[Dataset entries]
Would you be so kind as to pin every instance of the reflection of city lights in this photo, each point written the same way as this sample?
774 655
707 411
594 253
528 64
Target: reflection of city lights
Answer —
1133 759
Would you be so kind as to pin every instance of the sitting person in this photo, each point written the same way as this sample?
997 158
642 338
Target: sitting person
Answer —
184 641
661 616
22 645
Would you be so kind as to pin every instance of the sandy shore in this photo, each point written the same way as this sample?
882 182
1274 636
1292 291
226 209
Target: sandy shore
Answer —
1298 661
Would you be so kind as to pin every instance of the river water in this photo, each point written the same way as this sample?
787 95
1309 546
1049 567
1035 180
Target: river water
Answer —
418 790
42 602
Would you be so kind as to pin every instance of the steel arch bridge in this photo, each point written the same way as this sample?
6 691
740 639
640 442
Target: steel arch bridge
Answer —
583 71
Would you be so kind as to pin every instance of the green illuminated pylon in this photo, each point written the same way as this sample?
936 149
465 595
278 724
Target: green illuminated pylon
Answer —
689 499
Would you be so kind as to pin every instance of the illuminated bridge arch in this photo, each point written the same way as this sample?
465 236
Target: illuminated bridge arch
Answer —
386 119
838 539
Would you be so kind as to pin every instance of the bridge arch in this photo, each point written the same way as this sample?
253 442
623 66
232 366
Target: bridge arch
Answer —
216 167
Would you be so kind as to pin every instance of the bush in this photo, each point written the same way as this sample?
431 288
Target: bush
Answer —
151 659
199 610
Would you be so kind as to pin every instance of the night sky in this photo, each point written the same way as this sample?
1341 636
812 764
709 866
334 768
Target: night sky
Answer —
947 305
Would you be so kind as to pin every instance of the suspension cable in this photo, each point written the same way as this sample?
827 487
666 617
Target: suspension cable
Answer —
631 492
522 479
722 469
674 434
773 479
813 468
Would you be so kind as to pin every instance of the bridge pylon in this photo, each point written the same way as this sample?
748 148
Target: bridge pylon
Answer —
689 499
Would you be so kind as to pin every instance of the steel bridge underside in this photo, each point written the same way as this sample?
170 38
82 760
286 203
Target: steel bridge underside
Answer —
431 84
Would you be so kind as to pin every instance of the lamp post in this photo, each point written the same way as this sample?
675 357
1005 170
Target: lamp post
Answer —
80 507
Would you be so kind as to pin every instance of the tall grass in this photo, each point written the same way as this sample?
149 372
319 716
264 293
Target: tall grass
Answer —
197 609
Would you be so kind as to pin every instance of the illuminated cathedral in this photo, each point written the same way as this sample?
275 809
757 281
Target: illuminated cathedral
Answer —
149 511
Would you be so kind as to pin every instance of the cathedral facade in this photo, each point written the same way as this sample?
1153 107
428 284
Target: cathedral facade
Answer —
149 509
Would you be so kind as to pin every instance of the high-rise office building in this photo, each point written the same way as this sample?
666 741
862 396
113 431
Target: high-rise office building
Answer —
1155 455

# [Problem details]
All the entries above need to be reproduced exactly.

# [Finished answer]
Would you be so kind as to pin every instance of the reflection of city lights in this photo, each point written the same way as this sample?
774 655
707 411
594 253
528 64
Target: reflection of city lights
Answer —
1133 759
Would you be so kind as to pin every instance of the sitting person in this photo, each point written the same way as this sample?
997 158
642 338
Target: sitting person
Answer —
184 641
661 616
22 645
Would you be so kind as to pin every instance of the sandy shore in this photo, each point written the same way as this sample?
882 182
1274 636
1292 291
226 209
Target: sandy shore
Answer —
1298 661
Would you be so kind as to pin every instance of the river water in this photo, each point written the same way as this sample?
787 95
1309 546
1049 567
1035 180
Target: river water
Answer —
418 790
42 602
Would you be so kind as to pin every instance of the steel arch bridge in this photo, each point written the same way as this sample?
6 691
740 639
640 442
Target: steel arch bridge
Answer —
583 71
Would you be so kind as to pin every instance of the green illuminated pylon in this photo, each point written the same way as this sample?
936 149
465 595
278 724
Target: green illuminated pylon
Answer —
689 499
Would you be so kind as to pin every instance of the illuminated bridge arch in this photo, each point written the same way as this sample?
465 236
Target: illuminated bridge arch
Answer —
386 119
838 539
Would you be so kind as to pin every instance of the bridge arch in this photo, each point written the same way as this sample?
253 442
623 66
232 366
Target: bridge arch
Answer —
216 167
Would you be so kind as to pin every instance of the bush in this photo, each point written the same way as this sample?
431 288
Target: bush
Answer —
151 659
199 610
Would you be so kind as to pin every instance of the night sky in this photo, each point written the same way as this sample?
1341 636
812 764
709 866
334 768
Target: night sky
Answer —
947 305
Would you be so kind as to pin every instance of the suspension cable in this photo, each point written the same way as this sample?
827 487
666 617
Target: suspension cable
Answer —
631 492
522 479
722 469
674 434
773 479
813 468
Would you be so kind as to pin every instance of the bridge pylon in this photo, each point written the same way as this sample?
748 148
Target: bridge pylon
Answer —
689 499
Would you be so kind as to pin every instance of the steel bridge underside in this photo, each point written the same way as this sample?
170 38
82 760
286 203
Target: steel bridge underside
Answer —
431 84
Would you be so kind as to pin every instance of the lamp post in this photo, each point written the same way as this sample?
675 357
1005 170
Target: lamp post
Answer —
80 507
Would you be so kind as to pin every instance of the tall grass in this photo, each point written the same way as this sample?
149 372
319 716
264 293
Target: tall grass
Answer —
197 609
Would you be so kind as to pin every instance of the illuminated cathedral in this photo, each point written the same way as this sample?
275 809
757 281
Target: illuminated cathedral
Answer —
149 511
Would you be so kind as to pin every instance of the cathedral facade in this photo, each point written the same way as this sample?
1153 107
428 284
Target: cathedral facade
Answer —
149 509
Would you be so kind as to pin every instance of the high-rise office building in this photo, each point written the same way as this sample?
666 741
862 396
113 431
Target: high-rise office building
Answer —
1155 455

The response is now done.